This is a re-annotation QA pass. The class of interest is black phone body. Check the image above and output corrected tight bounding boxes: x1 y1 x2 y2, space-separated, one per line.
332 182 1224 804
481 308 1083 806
════════════════════
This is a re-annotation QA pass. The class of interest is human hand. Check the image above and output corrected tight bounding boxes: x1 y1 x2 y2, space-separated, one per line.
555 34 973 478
════════════════════
Task prompt:
Put everything from the line containing "interest is human" down to the line containing "555 34 973 478" into a JSON list of strings, one per line, with blank lines left out.

Response below:
[
  "This is a re-annotation QA pass. The class of interest is human hand. Check the image above and output corrected tight bounding boxes: x1 y1 x2 y2, space-separated, one per line.",
  "555 34 973 478"
]